#### SELECTED TEXT
•••••

- Poster
- Directed by: Shibu Mitra
- Produced by: Vikas-Veena Sharma
- Starring: Amjad Khan
- Music by: Bappi Lahiri
- Production company: Manish Films
- Release date: 19 June 1981;
- Country: India
- Language: Hindi

= Paanch Qaidi =

1981 film

Paanch Qaidi is a 1981 Indian Hindi-language action film directed by Shibu Mitra and produced by Vikas-Veena Sharma. This film was released under the banner of Manish Films.

== Plot ==
Police Deputy Superident of Police Vijay takes five deadly convicts as his personal responsibility from the prison, knowing that they are all dangerous and have criminal records. Vijay and those outlaws settle in a village which is already terrorised by Mangal Singh and his group of dacoits. Vijay now wants to stop them with the help of his five prisoners.

•••••

#### DATA EXCERPTS
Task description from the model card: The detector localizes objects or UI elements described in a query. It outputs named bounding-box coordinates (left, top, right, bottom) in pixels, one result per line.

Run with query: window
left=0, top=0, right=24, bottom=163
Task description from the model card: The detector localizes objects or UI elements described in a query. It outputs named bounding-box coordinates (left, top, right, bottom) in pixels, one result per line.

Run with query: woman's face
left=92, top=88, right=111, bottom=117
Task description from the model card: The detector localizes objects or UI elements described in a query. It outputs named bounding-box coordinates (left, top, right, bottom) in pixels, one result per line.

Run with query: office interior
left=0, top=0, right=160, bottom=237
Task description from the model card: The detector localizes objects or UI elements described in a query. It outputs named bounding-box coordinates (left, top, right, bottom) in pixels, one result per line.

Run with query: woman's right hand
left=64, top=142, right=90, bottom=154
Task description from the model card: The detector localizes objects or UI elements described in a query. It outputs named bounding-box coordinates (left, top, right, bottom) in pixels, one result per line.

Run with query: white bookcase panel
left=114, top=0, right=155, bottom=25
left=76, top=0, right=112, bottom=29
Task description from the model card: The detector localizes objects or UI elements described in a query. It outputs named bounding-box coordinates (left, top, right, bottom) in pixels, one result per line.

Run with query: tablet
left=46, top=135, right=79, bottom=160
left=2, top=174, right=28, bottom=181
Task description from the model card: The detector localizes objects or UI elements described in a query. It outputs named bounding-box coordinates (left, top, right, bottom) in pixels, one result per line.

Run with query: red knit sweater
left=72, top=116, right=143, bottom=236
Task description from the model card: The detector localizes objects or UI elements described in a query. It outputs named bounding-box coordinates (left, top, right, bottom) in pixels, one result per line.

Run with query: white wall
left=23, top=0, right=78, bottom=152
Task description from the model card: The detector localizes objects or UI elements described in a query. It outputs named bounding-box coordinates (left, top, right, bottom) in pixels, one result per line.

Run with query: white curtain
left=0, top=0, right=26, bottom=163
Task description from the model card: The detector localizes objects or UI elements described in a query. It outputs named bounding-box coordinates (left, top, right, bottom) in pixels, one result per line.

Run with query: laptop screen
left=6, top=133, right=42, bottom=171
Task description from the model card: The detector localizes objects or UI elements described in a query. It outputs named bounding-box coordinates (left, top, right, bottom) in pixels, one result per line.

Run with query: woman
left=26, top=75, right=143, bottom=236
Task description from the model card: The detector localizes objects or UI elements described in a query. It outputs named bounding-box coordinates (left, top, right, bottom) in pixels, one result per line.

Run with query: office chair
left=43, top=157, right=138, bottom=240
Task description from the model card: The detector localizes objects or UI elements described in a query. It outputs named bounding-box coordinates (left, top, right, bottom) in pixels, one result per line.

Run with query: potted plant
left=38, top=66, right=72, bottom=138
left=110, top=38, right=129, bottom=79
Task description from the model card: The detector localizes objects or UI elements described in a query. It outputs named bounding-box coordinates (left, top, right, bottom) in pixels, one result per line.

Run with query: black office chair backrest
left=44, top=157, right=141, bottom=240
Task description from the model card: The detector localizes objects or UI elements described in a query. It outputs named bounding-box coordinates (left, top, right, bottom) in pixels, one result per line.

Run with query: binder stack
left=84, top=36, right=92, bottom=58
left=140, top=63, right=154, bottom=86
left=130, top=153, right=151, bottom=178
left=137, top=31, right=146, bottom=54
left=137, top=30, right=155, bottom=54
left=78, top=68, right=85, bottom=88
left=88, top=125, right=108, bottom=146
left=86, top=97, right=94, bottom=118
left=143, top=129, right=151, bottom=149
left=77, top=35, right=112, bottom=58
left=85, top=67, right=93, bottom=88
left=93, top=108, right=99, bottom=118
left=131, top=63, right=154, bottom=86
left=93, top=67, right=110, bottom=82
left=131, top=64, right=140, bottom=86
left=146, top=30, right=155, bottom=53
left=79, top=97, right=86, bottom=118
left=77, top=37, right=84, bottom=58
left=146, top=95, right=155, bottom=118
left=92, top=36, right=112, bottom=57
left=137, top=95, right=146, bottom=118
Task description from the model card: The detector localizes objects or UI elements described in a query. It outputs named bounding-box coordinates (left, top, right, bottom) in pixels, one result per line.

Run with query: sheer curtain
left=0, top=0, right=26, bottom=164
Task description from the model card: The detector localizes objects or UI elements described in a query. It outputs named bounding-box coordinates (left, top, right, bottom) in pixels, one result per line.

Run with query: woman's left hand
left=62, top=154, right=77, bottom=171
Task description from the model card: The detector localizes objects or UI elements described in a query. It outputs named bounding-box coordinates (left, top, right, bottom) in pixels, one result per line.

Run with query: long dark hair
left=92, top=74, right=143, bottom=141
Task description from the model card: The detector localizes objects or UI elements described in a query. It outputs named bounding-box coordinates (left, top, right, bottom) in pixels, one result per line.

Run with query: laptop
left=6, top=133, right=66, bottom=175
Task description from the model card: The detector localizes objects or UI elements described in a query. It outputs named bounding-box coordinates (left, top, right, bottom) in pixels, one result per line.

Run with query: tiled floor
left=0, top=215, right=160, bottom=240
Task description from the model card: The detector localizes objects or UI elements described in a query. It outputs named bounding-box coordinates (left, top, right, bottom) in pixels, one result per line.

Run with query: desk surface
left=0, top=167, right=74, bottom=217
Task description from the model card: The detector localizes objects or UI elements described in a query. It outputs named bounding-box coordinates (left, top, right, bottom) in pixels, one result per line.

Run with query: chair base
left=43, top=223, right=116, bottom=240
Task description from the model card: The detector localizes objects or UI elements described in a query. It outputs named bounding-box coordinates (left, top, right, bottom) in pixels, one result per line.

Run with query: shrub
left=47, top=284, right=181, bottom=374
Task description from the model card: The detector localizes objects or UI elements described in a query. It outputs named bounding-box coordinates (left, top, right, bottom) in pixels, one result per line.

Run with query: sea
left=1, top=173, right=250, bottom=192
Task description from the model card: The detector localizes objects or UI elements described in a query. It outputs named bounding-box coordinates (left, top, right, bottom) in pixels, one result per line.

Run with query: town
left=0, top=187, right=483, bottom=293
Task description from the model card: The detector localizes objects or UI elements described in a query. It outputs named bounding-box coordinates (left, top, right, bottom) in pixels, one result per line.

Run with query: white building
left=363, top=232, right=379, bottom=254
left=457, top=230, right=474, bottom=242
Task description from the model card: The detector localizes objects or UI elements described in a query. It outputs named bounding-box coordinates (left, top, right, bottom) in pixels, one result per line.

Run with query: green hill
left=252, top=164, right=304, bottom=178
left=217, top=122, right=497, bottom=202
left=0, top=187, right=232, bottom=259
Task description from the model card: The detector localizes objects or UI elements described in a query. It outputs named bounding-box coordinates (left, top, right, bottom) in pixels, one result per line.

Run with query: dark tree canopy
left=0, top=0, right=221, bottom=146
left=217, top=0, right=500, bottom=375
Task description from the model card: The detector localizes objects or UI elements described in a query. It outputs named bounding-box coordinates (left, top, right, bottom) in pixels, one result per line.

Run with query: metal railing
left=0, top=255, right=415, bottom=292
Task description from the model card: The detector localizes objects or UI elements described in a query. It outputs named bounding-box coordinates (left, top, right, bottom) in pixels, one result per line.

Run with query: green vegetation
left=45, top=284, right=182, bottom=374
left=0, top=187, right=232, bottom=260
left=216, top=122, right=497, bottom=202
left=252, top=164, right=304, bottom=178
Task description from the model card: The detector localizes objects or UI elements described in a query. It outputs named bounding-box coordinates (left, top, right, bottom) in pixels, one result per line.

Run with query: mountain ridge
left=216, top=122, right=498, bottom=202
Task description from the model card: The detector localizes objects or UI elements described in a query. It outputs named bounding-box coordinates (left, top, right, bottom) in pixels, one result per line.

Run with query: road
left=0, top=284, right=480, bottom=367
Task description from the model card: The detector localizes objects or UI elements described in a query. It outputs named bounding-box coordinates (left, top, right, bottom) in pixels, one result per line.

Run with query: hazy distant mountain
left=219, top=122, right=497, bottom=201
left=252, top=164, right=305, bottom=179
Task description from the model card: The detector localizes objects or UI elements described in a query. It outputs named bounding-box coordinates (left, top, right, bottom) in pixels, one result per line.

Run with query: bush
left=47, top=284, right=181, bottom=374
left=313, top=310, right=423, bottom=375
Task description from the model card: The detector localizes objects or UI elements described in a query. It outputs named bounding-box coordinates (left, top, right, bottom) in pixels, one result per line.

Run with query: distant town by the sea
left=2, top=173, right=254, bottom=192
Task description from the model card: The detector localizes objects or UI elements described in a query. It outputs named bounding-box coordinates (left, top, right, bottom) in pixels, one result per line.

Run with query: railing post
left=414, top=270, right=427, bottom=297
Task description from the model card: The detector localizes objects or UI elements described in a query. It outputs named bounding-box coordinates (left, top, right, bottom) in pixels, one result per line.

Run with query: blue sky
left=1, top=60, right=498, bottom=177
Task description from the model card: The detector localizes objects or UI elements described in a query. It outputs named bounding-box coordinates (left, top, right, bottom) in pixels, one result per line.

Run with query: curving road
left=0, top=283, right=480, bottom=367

•••••

#### GIVEN PROBLEM 1
Extract the passage from the Paanch Qaidi article that runs from "Paanch Qaidi is" to "his five prisoners.", word for word.
#### GIVEN PROBLEM 2
Translate this sentence from the Paanch Qaidi article into Spanish: "This film was released under the banner of Manish Films."

#### EXPECTED OUTPUT 1
Paanch Qaidi is a 1981 Indian Hindi-language action film directed by Shibu Mitra and produced by Vikas-Veena Sharma. This film was released under the banner of Manish Films.

== Plot ==
Police Deputy Superident of Police Vijay takes five deadly convicts as his personal responsibility from the prison, knowing that they are all dangerous and have criminal records. Vijay and those outlaws settle in a village which is already terrorised by Mangal Singh and his group of dacoits. Vijay now wants to stop them with the help of his five prisoners.

#### EXPECTED OUTPUT 2
Esta película se estrenó bajo el sello de Manish Films.